Detalhes do exercício
Transcreva do texto sobre o Orçamento o trecho que começa em "Na verdade, não" e vai até "de viabilização do Orçamento.", incluindo estas palavras.

Documento de origem
------
Um conflito para encenar profundas divergências que não existem. Para criar a ilusão que estamos perante projectos alternativos e contradições insanável. Para credibilizar o rotativismo governativo que, nestas últimas três décadas, afunilou o país num único sentido que o conduziu ao atraso, ao desastre social, ao empobrecimento da vida política, da vida e social e económica e à dependência.

Na verdade, não há divergência de fundo entre PS e PSD. Aliás hoje voltaram a sentar-se à mesa do Orçamento. Ambos os partidos estão de acordo com o rumo que é proposto neste Orçamento, como estiveram no PEC. Essa identidade e convergência estão igualmente bem patente no conteúdo das sete medidas apresentadas pelo PSD ditas de viabilização do Orçamento.

As suas propostas coincidem no mesmo propósito de cortes nos salários e nos direitos dos trabalhadores, nas prestações sociais, no subsídio de desemprego e o congelamento das reformas, os mesmos cortes na saúde, na educação, no investimento e no emprego e na salvaguarda e manutenção de isenções, benefícios e mordomias para os grandes interesses económicos e financeiros, no banquete das privatizações que este Orçamento lhes garante. Mas, como se viu, também de acordo com o aumento do IVA para 23% que trocavam por uma proposta de fragilização financeira do sistema público de Segurança Social, como o pede o grande capital, particularmente as seguradoras que há muito espreitam o negócio da sua privatização.

O que está em causa no continuado conflito público a que assistimos, com a acentuação da dramatização à volta da aprovação do Orçamento são questões laterais, não são medidas de fundo, nem propostas alternativas, nem tão pouco põem em causa o fundamental medidas propostas pelo governo.
Temos o dever de alertar aqueles portugueses que, defraudados com o PS, pensam em apoiar o PSD mas que acabarão mais cedo que tarde por sentir nas suas vidas não só o que o PS propôs mas o que o PSD aprovou!
Muito do dramatismo que acompanha este Orçamento tem como objectivo incutir na opinião pública a ideia da inevitabilidade das medidas e é motivado pelo tacticismo partidário e pela tentativa de branqueamento e desresponsabilização da política e dos responsáveis que conduziram o país à situação de dependência em que se encontra. PS e PSD querem o mesmo orçamento que querem os bancos e o grande capital, mas cada um com o menor dos custos eleitorais possíveis. PS joga o jogo que muito bem conhece e que levou a apresentar esta proposta de Orçamento. Que os mesmos interesses que impuseram as opções deste Orçamento, o imporão também ao PSD que está condenado a aprová-lo e, por isso, puxa a corda da vitimização e do partido patriótico. Só que o PSD deseja e quer aprová-lo com o mínimo de custos possível, porque acha que perante estas draconianas medidas o poder lhe cairá nas mãos. É por isso que a ruptura das negociações entre PS e PSD é mais um acto de uma ópera bufa, que terá como epílogo a viabilização do Orçamento.
------
Dados registados
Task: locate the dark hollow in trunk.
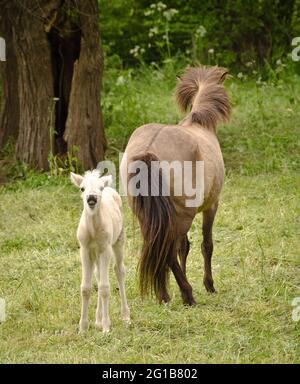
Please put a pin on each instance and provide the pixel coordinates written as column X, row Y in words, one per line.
column 52, row 80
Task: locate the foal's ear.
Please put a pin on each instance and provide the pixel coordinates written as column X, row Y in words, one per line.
column 76, row 179
column 107, row 180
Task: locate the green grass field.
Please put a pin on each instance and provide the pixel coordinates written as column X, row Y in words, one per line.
column 256, row 262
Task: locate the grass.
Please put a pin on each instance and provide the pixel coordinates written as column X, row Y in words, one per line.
column 256, row 260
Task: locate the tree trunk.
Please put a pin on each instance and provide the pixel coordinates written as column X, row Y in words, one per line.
column 9, row 112
column 83, row 128
column 43, row 95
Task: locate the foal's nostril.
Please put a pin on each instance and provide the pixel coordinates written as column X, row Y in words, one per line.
column 91, row 199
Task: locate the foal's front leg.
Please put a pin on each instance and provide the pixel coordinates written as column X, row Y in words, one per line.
column 120, row 274
column 86, row 287
column 103, row 289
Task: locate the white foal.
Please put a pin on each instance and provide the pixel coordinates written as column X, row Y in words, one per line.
column 100, row 234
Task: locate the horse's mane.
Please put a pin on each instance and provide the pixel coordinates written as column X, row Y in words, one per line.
column 201, row 89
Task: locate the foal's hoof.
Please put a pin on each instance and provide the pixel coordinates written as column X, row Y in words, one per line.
column 164, row 298
column 83, row 326
column 209, row 286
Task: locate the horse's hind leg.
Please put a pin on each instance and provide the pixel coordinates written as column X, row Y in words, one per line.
column 184, row 285
column 183, row 252
column 207, row 246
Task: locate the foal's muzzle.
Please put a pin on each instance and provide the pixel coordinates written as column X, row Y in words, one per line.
column 91, row 200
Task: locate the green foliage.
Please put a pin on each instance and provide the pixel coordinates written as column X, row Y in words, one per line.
column 231, row 33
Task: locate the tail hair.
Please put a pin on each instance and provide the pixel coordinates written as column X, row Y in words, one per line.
column 201, row 89
column 156, row 215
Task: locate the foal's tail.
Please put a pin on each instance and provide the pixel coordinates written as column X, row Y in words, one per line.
column 156, row 215
column 201, row 89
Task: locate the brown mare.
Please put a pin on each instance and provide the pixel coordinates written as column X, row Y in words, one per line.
column 166, row 220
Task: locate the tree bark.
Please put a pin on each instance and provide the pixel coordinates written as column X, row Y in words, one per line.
column 84, row 123
column 9, row 112
column 45, row 43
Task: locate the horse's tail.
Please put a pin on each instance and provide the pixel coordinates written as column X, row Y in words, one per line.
column 201, row 89
column 157, row 218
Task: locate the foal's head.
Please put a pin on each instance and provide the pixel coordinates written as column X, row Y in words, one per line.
column 91, row 186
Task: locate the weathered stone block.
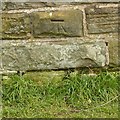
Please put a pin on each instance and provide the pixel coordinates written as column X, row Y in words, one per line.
column 40, row 55
column 15, row 25
column 102, row 20
column 57, row 23
column 114, row 52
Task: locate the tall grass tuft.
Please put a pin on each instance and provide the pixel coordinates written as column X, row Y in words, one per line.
column 76, row 91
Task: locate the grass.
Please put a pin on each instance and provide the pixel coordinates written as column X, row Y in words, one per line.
column 75, row 96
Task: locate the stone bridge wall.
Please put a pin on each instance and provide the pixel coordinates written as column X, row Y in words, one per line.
column 40, row 36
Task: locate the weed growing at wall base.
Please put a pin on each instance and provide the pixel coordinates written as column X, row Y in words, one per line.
column 74, row 96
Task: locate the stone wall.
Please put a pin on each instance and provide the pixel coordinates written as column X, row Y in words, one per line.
column 41, row 35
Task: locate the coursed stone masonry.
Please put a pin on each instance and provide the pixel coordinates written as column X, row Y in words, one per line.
column 40, row 36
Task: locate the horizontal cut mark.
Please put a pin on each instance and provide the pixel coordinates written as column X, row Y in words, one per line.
column 57, row 20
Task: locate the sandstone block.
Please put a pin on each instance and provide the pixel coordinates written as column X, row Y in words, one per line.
column 23, row 55
column 57, row 23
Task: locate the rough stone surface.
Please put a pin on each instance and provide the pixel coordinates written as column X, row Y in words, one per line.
column 47, row 35
column 38, row 55
column 15, row 26
column 57, row 23
column 102, row 20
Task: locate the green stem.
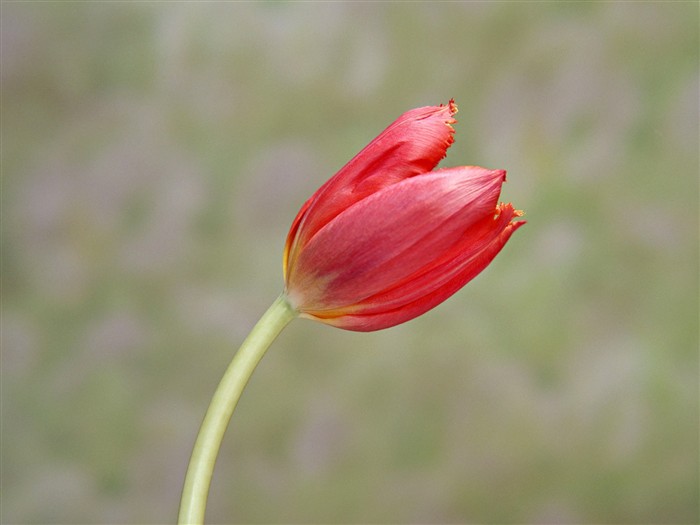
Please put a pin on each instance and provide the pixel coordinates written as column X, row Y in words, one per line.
column 206, row 448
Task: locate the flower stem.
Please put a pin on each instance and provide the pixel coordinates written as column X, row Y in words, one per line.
column 211, row 433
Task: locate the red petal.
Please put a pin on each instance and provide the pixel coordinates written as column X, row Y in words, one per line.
column 410, row 146
column 392, row 236
column 435, row 290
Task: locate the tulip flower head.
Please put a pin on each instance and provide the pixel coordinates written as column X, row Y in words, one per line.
column 388, row 237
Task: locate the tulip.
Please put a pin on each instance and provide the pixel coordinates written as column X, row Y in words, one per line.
column 388, row 237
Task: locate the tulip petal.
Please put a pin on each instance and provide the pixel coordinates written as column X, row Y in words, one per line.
column 410, row 146
column 425, row 292
column 391, row 236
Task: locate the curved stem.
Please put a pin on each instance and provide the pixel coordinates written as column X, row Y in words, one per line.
column 206, row 447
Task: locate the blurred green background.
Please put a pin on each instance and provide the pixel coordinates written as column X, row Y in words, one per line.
column 153, row 157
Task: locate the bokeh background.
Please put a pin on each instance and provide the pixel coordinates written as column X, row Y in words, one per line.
column 153, row 157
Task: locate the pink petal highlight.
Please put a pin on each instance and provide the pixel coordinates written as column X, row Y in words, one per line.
column 391, row 235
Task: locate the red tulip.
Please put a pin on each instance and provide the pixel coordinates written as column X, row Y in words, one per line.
column 388, row 237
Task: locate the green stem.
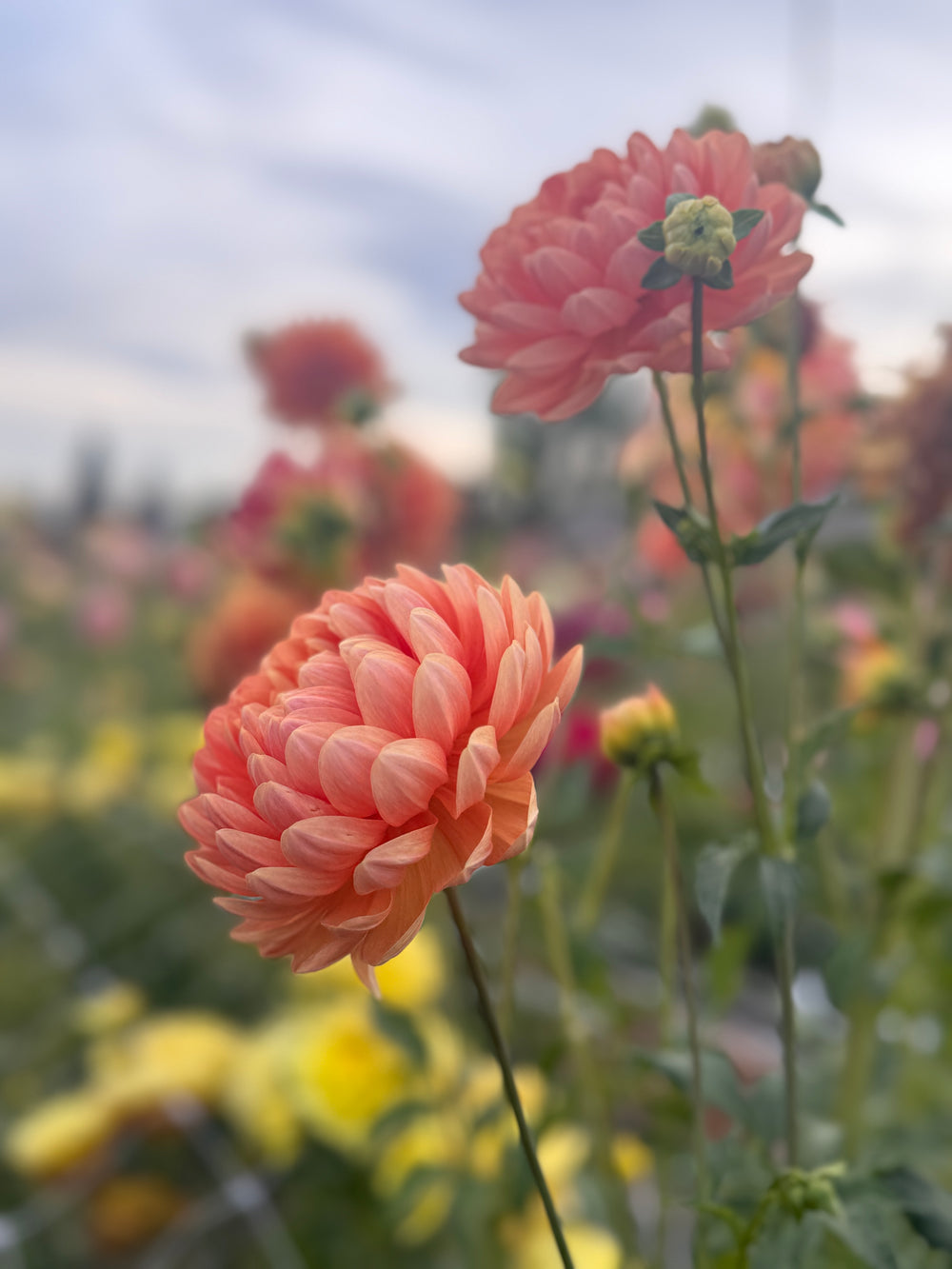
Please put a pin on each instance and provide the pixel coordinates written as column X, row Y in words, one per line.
column 506, row 1067
column 605, row 858
column 769, row 842
column 674, row 882
column 678, row 454
column 586, row 1073
column 510, row 940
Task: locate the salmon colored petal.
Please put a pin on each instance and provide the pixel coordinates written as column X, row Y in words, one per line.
column 384, row 867
column 476, row 764
column 345, row 766
column 406, row 776
column 441, row 700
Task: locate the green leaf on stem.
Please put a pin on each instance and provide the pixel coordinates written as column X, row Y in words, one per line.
column 927, row 1207
column 745, row 220
column 723, row 281
column 714, row 871
column 814, row 807
column 828, row 213
column 673, row 199
column 802, row 521
column 653, row 237
column 780, row 881
column 691, row 529
column 662, row 275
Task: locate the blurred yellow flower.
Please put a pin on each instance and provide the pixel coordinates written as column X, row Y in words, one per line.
column 346, row 1073
column 60, row 1134
column 186, row 1054
column 257, row 1097
column 109, row 1009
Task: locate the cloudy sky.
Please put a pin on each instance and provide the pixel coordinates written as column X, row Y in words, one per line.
column 177, row 172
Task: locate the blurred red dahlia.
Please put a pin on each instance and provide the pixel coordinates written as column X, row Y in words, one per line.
column 319, row 372
column 381, row 754
column 560, row 305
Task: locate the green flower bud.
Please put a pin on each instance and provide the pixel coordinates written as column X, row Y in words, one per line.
column 699, row 236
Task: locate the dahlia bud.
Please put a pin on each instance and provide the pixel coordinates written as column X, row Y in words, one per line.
column 699, row 236
column 792, row 163
column 640, row 731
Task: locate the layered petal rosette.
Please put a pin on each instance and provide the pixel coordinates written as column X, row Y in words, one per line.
column 560, row 302
column 381, row 754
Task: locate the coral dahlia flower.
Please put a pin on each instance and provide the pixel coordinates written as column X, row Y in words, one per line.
column 381, row 754
column 560, row 305
column 319, row 372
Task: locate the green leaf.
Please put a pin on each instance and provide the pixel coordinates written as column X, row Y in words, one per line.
column 714, row 871
column 860, row 1227
column 745, row 220
column 814, row 807
column 780, row 880
column 927, row 1207
column 800, row 521
column 691, row 529
column 823, row 209
column 662, row 275
column 653, row 237
column 673, row 199
column 723, row 281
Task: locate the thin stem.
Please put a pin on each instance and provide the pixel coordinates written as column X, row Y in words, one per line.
column 506, row 1067
column 510, row 938
column 769, row 841
column 589, row 1084
column 674, row 882
column 678, row 454
column 605, row 858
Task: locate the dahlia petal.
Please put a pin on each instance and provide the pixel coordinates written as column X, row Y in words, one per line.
column 383, row 867
column 327, row 849
column 385, row 690
column 467, row 838
column 560, row 271
column 303, row 755
column 406, row 776
column 429, row 633
column 522, row 747
column 594, row 311
column 282, row 806
column 345, row 765
column 246, row 852
column 478, row 762
column 508, row 689
column 441, row 700
column 514, row 815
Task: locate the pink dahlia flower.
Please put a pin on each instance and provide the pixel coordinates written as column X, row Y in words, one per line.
column 381, row 754
column 560, row 306
column 319, row 372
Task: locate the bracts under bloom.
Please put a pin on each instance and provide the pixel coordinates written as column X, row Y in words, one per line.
column 381, row 754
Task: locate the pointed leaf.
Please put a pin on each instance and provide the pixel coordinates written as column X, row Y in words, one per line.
column 653, row 237
column 800, row 521
column 662, row 275
column 823, row 209
column 745, row 220
column 714, row 871
column 723, row 281
column 673, row 199
column 691, row 530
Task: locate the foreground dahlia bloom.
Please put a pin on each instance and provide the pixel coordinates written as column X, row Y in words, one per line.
column 560, row 305
column 319, row 372
column 381, row 754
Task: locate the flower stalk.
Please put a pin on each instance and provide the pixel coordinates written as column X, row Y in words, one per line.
column 506, row 1067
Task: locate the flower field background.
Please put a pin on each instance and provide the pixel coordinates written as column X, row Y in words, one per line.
column 722, row 971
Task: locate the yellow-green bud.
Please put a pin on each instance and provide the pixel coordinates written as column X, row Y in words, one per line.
column 699, row 236
column 640, row 731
------
Resposta
Na verdade, não há divergência de fundo entre PS e PSD. Aliás hoje voltaram a sentar-se à mesa do Orçamento. Ambos os partidos estão de acordo com o rumo que é proposto neste Orçamento, como estiveram no PEC. Essa identidade e convergência estão igualmente bem patente no conteúdo das sete medidas apresentadas pelo PSD ditas de viabilização do Orçamento.